Fünf Jahre 2zueins! – Wir sind halt unterwegs…

Heiko und ich waren beide ziemlich erstaunt, als wir neulich feststellten, dass unser erstes gemeinsames Konzert tatsächlich schon fünf Jahre her ist! Am 3. Dezember 2005 spielten wir ein paar Songs auf einem Benefizkonzert zugunsten der vom Hurrican Katrina betroffenen Menschen in New Orleans, in der Reudnitzer Laurentiuskirche. Seitdem gab es jede Menge Konzerte, solo, im Duo, im Trio – und wir haben inzwischen zwei gemeinsame CDs veröffentlicht. Fünf tolle Jahre, die wir würdigen wollten. Und das haben wir getan – mit ein paar Schnappschüssen aus den letzten Jahren. Unsere Plattenaufnahmen 2007 und 2009 finden sich da, tolle Konzerte, Backstage-Einblicke, Videodrehs und wunderbare Momente mit all denen, die unserer Musik offenbar freiwillig und gerne lauschen. Dazu ein Song aus unserem ersten Album „Clockwork Utan„. Ich freu‘ mich auf alles, was da noch kommt und wünsche jetzt viel Spaß mit diesem kleinen Video: „Halt unterwegs“!

Neue Musik: Justin Townes Earle, Aloe Blacc, Ocean Colour Scene, The Tallest Man On Earth, Dumpstaphunk, David Gray, Dave Matthews Band

Justin Townes Earle – Harlem River Blues (2010)

____

**ARBEITSZIELE**
**1)** Aktualisiere den Abschnitt des Jubiläumsbeitrags, der bei „Neue Musik: Justin“ beginnt und bei „River Blues (2010)“ endet, und setze dabei „Frische Musik“ an die Stelle von „Neue Musik“.
**2)** Beantworte anhand des Jubiläumsbeitrags:
(a) An welchem Datum fand das erste gemeinsame Konzert statt?
(b) Aus welchem Album stammt der Song, der im Video zu hören ist?
(c) Welches Jahr steht bei „Harlem River Blues“?
**3)** Führe den Jubiläumsbeitrag im Anschluss an seine letzte Zeile weiter.

**DATENZEILEN**
____

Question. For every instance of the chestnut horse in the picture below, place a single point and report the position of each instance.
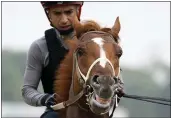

____

**ANTWORTLISTE**
**1)**
Frische Musik: Justin Townes Earle, Aloe Blacc, Ocean Colour Scene, The Tallest Man On Earth, Dumpstaphunk, David Gray, Dave Matthews Band

Justin Townes Earle – Harlem River Blues (2010)

**2)**
(a) Am 3. Dezember 2005.
(b) Aus „Clockwork Utan“.
(c) 2010.

**3)**
Dass einer, der wegen Körperverletzung inhaftiert war und derzeit in einer Entzugsklinik lebt, solche herzzerreißend schöne Musik machen kann – das ist einer dieser seltsamen Widersprüche im Leben. Darf ich vorstellen: Justin Townes Earle, Alternative-Country-Darling der Stunde in den USA, vier große Alben in nicht ganz vier Jahren, Sohn der Songwriterikone Steve Earle. „Harlem River Blues“ changiert zwischen Folk, Country und Blues; die Platte strahlt eine Lebenslust aus, dass man schlichtweg nicht glauben will, dass sie von einem Mann stammt, der offenbar größere persönliche Probleme mit sich herumschleppt. Ich bin froh über diese tolle, tolle Musik und wünsche mir und ihm, dass es Justin Townes Earle bald besser geht.

Aloe Blacc – Good Things (2010)
Scheinbar aus dem Nichts tauchte in diesem Spätsommer Aloe Blacc auf und er hatte einen Überhit im Gepäck. „I Need A Dollar“, dieses sich ach so beiläufig ins Hirn fräsende Soulpopbrett, war mit einem Schlag überall: in den Fernsehshows, den Radios, im Feuilleton, in der Musikpresse sowieso. Hype? Geschicktes Marketing seitens der Plattenfirma? Kann alles sein. Entscheidend ist, dass Aloe Blacc ein wahrlich famoses Album vorweisen kann, das eben mehr ist als ein „stimmiges Produkt“. „Good Things“ funktioniert nicht, es lebt, atmet, eckt an, begeistert, verwundert. Da schickt sich einer an, Soul und R’n’B sanft ins 21. Jahrhundert zu hieven, stets voller Respekt vor den Anfängen, aber eigenständig und raffiniert genug, um nicht als Retro-Act abgestempelt zu werden.

Ocean Colour Scene – 21 (2010)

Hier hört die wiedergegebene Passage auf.